(EXCERPT PROVIDED Opens)

So, should a person engage in aerobic activity if one resides in a location where air pollution is present, like where I live in Fresno, California, where air is often either unhealthy or unhealthy for sensitive groups?
So, I found this Huffington Post article, “Exercise and Air Pollution” and in it writer Ben Greenfield provides insight.
Greenfield noted, “According to a 2004 Australian review of pollution studies worldwide, during exercise, even very minimal concentration of air pollutants can damage the lungs.”
The triathlon and fitness expert then goes on to explain how this happens.
“This happens because harmful particles from the air can get past the nasal hairs, the body’s first line of defense. Ultimately, these particles end up in the lungs thus causing inflammation and irritation. These particles sometimes end up in the bloodstream as well. When this occurs, the risk for heart attack and stroke then increases. So since working out means you’ll have to breathe deeper, then more of these particle pollutants get to pass through your nasal filtering.”
That’s the not-so-good news. Question is: Is there a bright side in any of this? Greenfield offers some surprising and encouraging perspective.
In this regard, mentioned were three different studies. One involved mice while the other two involved people. The results of all three studies revealed that exercise, even if done in the presence of air pollution, is better on the body than had no exercise been done at all. At least, this is what my takeaway here is.
“It’s no secret that the higher the air pollution in the area, the higher the hospital admissions for patients seeking relief or treatment from cardiovascular and respiratory issues as well,” Greenfield pointed out. “But on the other hand, the health benefits of exercise seem to more than just balance out the harmful effects of air pollution.”

(EXCERPT PROVIDED Closes)
(LISTED RECORDS Opens)

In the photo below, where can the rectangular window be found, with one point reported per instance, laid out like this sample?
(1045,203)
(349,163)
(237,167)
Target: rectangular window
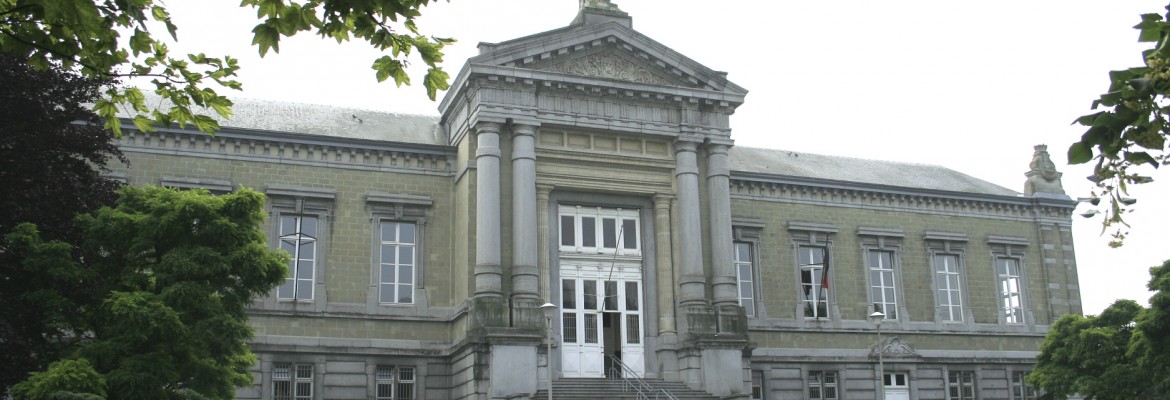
(813,264)
(881,283)
(757,385)
(821,385)
(744,281)
(398,262)
(961,385)
(291,381)
(394,383)
(947,280)
(596,229)
(1011,302)
(1020,390)
(298,238)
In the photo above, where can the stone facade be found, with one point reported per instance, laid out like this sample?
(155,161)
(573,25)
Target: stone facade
(593,169)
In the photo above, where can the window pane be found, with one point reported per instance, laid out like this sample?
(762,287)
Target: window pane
(568,230)
(589,232)
(608,233)
(628,234)
(405,274)
(406,255)
(632,296)
(406,233)
(611,295)
(569,326)
(591,328)
(569,295)
(590,291)
(633,329)
(309,226)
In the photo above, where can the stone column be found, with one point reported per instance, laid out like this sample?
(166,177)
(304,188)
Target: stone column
(488,280)
(693,282)
(544,274)
(718,204)
(525,283)
(668,335)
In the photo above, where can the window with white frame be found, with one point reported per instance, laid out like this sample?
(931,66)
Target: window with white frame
(394,383)
(813,264)
(298,238)
(961,385)
(757,385)
(397,260)
(599,230)
(823,385)
(882,285)
(744,277)
(291,381)
(1020,388)
(948,281)
(1011,297)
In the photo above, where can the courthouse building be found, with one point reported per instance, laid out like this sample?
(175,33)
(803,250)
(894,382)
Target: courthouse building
(594,169)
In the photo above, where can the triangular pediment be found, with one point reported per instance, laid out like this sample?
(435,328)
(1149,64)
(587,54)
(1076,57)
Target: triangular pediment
(610,52)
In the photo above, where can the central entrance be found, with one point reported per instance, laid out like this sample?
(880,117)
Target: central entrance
(600,292)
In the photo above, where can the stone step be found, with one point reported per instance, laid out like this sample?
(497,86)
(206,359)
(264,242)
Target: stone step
(578,388)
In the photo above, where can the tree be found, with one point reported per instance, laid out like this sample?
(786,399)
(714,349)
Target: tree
(1122,353)
(1131,130)
(172,273)
(110,39)
(50,170)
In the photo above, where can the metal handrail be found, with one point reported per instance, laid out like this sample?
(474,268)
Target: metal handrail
(630,379)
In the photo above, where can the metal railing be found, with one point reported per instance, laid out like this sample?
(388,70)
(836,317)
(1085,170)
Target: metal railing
(632,381)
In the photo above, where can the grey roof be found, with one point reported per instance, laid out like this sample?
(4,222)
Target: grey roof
(330,121)
(857,170)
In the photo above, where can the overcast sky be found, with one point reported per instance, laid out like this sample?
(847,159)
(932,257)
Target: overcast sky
(971,85)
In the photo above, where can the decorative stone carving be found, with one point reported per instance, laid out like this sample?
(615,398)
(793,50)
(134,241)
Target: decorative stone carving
(1043,177)
(599,5)
(895,347)
(608,66)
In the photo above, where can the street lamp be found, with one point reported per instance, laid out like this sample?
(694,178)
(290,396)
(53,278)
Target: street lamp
(550,310)
(878,316)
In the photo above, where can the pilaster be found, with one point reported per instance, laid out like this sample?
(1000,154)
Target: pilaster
(524,273)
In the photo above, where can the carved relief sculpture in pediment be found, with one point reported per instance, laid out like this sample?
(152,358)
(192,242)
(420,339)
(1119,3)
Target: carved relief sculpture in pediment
(895,347)
(608,66)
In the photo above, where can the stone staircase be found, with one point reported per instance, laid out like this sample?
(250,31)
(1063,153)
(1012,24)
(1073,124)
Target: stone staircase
(584,388)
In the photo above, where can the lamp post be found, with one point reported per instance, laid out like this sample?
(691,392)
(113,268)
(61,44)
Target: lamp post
(550,310)
(878,316)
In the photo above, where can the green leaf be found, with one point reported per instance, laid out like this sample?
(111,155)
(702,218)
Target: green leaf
(1080,153)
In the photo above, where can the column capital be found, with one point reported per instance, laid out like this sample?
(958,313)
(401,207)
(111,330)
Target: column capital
(683,145)
(487,128)
(523,130)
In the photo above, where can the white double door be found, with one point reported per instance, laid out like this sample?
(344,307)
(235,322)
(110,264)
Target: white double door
(601,319)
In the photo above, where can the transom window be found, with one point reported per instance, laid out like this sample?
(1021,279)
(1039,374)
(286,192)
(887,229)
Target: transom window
(882,289)
(950,295)
(398,262)
(1020,390)
(744,281)
(394,383)
(298,238)
(1011,302)
(291,381)
(599,230)
(823,385)
(961,385)
(813,264)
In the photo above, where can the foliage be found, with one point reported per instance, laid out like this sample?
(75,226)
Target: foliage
(171,273)
(50,170)
(1122,353)
(108,39)
(1131,131)
(64,379)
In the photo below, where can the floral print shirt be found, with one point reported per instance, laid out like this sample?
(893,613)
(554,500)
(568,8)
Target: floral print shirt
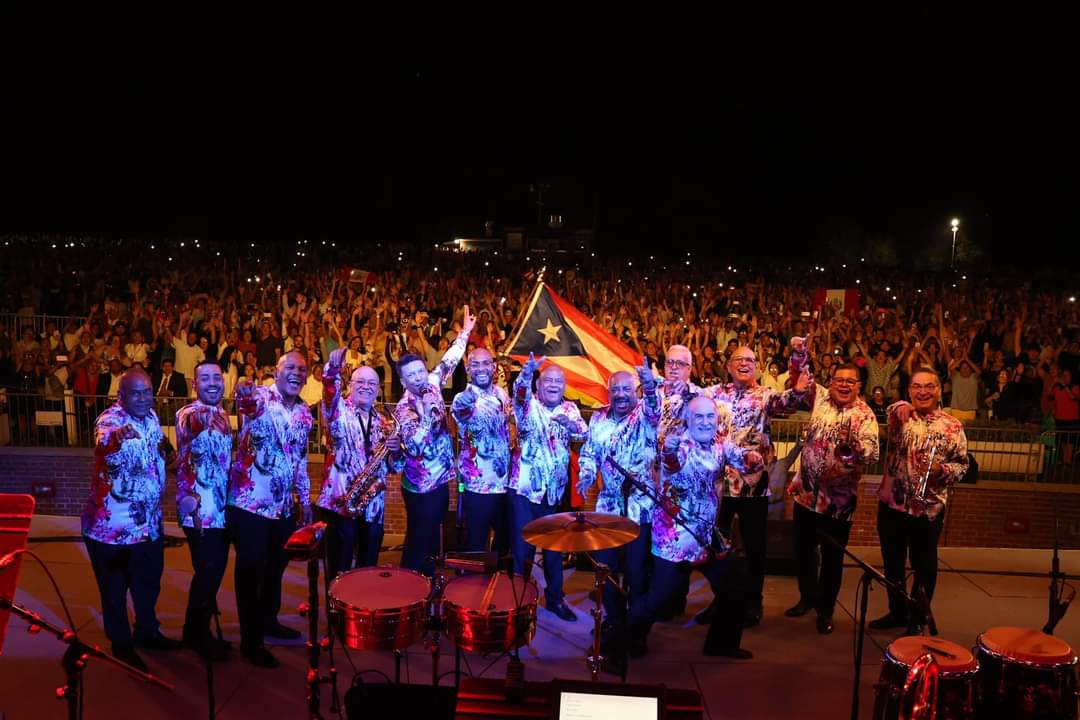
(204,437)
(129,480)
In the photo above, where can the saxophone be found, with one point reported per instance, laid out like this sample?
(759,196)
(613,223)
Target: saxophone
(369,483)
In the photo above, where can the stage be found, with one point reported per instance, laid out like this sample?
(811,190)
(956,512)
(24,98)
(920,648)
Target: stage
(795,673)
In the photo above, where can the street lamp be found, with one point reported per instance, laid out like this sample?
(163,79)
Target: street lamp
(955,225)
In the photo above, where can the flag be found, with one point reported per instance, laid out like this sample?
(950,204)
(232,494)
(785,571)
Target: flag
(846,300)
(588,354)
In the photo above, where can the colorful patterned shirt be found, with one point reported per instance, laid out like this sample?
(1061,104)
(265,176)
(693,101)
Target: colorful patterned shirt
(351,435)
(202,463)
(272,457)
(429,448)
(484,434)
(908,457)
(632,442)
(689,479)
(824,484)
(541,462)
(125,491)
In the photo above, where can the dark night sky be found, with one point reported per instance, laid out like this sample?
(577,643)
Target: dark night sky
(779,128)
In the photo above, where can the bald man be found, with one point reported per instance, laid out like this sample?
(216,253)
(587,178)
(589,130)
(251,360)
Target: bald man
(547,423)
(482,413)
(122,521)
(623,434)
(269,478)
(354,429)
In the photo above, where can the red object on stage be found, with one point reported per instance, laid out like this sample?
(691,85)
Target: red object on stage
(15,514)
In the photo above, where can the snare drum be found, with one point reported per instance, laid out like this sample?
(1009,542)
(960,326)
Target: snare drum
(1026,674)
(504,624)
(956,677)
(380,608)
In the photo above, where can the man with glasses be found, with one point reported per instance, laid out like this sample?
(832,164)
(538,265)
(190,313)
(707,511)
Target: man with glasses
(482,412)
(841,440)
(925,443)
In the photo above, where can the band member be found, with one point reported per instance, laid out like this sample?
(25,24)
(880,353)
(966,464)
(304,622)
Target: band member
(271,466)
(204,439)
(482,412)
(547,423)
(429,450)
(354,432)
(745,408)
(622,436)
(122,521)
(691,463)
(925,444)
(841,439)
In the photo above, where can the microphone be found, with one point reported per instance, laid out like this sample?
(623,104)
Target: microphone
(189,507)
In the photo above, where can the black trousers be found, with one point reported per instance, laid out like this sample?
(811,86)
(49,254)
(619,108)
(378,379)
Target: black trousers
(120,569)
(486,512)
(210,555)
(819,591)
(522,512)
(634,561)
(260,564)
(727,579)
(753,518)
(904,535)
(424,513)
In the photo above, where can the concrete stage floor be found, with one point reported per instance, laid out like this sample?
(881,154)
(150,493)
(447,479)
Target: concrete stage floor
(795,671)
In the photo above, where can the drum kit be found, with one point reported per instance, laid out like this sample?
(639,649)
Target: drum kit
(1014,673)
(390,609)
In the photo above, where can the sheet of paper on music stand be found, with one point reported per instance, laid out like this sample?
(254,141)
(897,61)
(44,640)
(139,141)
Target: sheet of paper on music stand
(594,706)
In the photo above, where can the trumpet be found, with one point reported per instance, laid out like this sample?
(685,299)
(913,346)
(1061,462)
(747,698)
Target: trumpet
(369,483)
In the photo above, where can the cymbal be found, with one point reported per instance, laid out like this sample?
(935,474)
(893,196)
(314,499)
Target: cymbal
(574,532)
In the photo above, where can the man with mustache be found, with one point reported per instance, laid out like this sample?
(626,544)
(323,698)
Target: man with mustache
(922,438)
(623,434)
(482,412)
(204,438)
(270,467)
(547,423)
(841,440)
(353,430)
(122,521)
(429,449)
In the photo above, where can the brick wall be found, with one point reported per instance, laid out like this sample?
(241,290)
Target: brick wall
(985,515)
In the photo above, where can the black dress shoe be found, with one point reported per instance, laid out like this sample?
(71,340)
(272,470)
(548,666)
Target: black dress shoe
(280,632)
(126,653)
(738,653)
(888,621)
(798,609)
(259,656)
(158,641)
(563,612)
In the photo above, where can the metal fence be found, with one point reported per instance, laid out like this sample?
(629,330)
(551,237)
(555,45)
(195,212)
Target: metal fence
(1002,453)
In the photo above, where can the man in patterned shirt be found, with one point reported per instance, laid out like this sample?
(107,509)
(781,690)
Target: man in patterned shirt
(122,522)
(204,438)
(268,478)
(623,434)
(482,412)
(691,463)
(429,450)
(545,425)
(922,439)
(354,430)
(841,439)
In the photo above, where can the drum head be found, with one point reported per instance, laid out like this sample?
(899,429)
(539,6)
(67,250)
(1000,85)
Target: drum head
(908,649)
(376,588)
(468,592)
(1026,644)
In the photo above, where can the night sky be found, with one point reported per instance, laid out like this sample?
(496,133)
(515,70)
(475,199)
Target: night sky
(764,134)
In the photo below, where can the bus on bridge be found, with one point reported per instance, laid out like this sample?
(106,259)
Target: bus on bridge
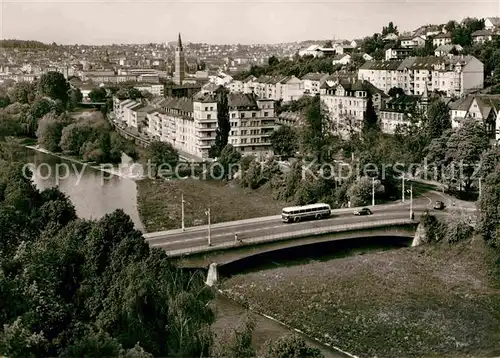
(298,213)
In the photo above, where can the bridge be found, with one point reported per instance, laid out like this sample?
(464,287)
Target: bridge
(193,244)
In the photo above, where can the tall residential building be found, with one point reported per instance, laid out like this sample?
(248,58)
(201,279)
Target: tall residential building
(190,124)
(180,63)
(483,108)
(453,75)
(346,104)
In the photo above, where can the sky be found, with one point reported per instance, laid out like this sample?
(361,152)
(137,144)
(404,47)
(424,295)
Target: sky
(223,21)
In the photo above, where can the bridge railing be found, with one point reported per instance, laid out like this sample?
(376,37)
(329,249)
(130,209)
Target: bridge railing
(292,235)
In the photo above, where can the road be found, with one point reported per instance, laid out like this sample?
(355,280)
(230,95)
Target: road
(225,233)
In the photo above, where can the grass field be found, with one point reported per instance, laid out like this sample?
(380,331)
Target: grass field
(412,302)
(159,203)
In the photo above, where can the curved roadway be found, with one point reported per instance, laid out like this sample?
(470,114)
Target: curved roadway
(224,233)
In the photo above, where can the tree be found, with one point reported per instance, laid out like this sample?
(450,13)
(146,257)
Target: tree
(360,192)
(450,26)
(223,125)
(162,156)
(22,92)
(54,85)
(50,130)
(465,148)
(273,61)
(284,141)
(370,119)
(316,135)
(134,93)
(290,346)
(98,95)
(40,108)
(4,101)
(228,158)
(236,341)
(75,97)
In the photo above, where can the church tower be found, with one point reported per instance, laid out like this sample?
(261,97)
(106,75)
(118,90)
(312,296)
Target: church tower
(179,63)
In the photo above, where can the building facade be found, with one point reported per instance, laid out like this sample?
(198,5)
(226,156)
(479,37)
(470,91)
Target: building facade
(190,124)
(180,63)
(346,104)
(482,108)
(453,75)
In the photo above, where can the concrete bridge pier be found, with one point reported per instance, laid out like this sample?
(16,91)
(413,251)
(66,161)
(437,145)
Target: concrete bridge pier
(212,275)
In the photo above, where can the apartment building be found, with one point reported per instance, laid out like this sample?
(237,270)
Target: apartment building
(156,89)
(441,39)
(312,82)
(412,41)
(190,124)
(453,75)
(397,53)
(398,111)
(346,103)
(292,89)
(482,108)
(482,36)
(252,121)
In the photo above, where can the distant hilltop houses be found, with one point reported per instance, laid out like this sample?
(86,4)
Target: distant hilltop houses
(399,72)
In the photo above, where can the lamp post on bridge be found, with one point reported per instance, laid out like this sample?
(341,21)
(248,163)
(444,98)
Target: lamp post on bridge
(209,238)
(182,212)
(373,191)
(411,201)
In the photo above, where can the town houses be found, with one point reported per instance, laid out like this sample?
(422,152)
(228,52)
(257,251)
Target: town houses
(453,75)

(LISTED RECORDS Closes)

◆ QUESTIONS ON THE MATERIAL ◆
- A) In the passage on exercise and air pollution, what is identified as the body's first line of defense against harmful particles from the air?
- B) Write the next part of the passage on exercise and air pollution, picking up after its final sentence.

◆ RESULTS FOR THE EXERCISE ◆
- A) The nasal hairs.

- B)
One related study in particular, a University of British Columbia study conducted in the school’s Environmental Physiology Lab, is quite telling.
Wrote Greenfield: “The research utilized two groups of individuals for seven straight weeks. The first group was made to cycle at various intensities while exposed to diesel engine exhaust. The second group, meanwhile, performed similar activity though in an environment with clean, filtered air. The results provide hope as the subjects made to cycle in polluted air appears to have adapted their bodies, and in fact showed signs of combating the harmful effects of pollution the way that the mice in the previous study did.”
The triathlon and fitness expert was also quick to point out that more research in this area is needed yet at the same time expressed in no uncertain terms that the research done to date might help ease worries, “…as it appears going out to exercise is better than no exercise at all when living in a polluted area.”
Related to this, a concern that I have as far as air pollution is concerned on the person who exercises in its presence, has to do with what the implication(s) is (are) long-term.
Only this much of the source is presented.